Filter the records down to the lines that hold the word "Segment", and copy each of those lines.

== EXERCISE DATA ==

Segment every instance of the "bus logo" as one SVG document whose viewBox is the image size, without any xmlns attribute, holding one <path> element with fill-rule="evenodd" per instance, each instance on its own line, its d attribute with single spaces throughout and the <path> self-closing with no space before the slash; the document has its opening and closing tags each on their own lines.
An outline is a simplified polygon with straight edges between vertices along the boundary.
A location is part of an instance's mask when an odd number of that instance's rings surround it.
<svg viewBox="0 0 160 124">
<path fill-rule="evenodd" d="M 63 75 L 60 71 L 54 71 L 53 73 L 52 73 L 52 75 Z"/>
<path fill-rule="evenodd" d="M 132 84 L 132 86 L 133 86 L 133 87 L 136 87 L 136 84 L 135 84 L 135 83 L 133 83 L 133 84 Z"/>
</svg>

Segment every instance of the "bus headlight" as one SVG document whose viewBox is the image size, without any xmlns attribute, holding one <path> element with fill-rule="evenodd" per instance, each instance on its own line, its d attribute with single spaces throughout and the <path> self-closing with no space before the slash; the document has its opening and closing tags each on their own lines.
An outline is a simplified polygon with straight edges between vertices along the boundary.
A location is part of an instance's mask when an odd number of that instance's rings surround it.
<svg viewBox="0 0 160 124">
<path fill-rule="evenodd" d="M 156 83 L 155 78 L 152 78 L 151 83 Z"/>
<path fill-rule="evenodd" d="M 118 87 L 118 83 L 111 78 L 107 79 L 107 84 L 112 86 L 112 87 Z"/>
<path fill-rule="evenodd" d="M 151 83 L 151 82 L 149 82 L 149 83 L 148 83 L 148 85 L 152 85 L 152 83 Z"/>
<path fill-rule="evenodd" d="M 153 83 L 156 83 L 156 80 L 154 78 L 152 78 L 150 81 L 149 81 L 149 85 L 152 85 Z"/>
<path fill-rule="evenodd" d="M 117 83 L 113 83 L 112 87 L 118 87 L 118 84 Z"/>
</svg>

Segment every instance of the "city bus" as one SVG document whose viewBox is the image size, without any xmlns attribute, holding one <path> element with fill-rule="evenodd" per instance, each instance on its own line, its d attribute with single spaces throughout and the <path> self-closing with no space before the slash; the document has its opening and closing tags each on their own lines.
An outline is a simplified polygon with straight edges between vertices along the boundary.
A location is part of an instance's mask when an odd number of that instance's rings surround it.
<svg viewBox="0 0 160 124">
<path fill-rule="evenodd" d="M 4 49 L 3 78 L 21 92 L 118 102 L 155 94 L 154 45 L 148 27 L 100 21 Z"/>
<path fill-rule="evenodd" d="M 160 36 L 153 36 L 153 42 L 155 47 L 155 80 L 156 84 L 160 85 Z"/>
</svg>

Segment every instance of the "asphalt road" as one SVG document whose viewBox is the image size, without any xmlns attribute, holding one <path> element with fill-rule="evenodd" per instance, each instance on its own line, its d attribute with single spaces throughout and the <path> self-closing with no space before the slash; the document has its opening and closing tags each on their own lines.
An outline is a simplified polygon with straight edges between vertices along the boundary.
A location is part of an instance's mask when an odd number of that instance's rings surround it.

===

■ RESULT OF THE EXERCISE
Segment every instance of the "bus logo" as one SVG document whose viewBox is the image size, without any xmlns attribute, holding one <path> element with fill-rule="evenodd" per instance, each instance on its own line, its d attribute with single spaces throughout and the <path> self-closing with no space before the slash; the document has its opening and closing tags each on their own lines.
Segment every instance of the "bus headlight" as one SVG document whose viewBox is the image size, without any xmlns attribute, holding one <path> element with fill-rule="evenodd" per instance, each instance on its own line, its d attribute with single spaces throughout and the <path> self-closing with no space before the slash; the document has its opening and closing tags each on their own lines.
Segment every instance of the "city bus" as one SVG document whose viewBox is the image size, without any xmlns attribute, holding one <path> element with fill-rule="evenodd" per instance, each instance on its own line, its d attribute with single spaces throughout and the <path> self-closing with no space before the slash; the document has its opening and closing tags each on their own lines.
Segment every instance of the "asphalt road" as one SVG document whose viewBox is the image size, without any xmlns attribute, holding one <path> element with fill-rule="evenodd" per instance, each instance on its own line, its d attribute with single spaces throughout and the <path> self-closing with no space before the slash; the document has its opening and closing tags each on their own lines.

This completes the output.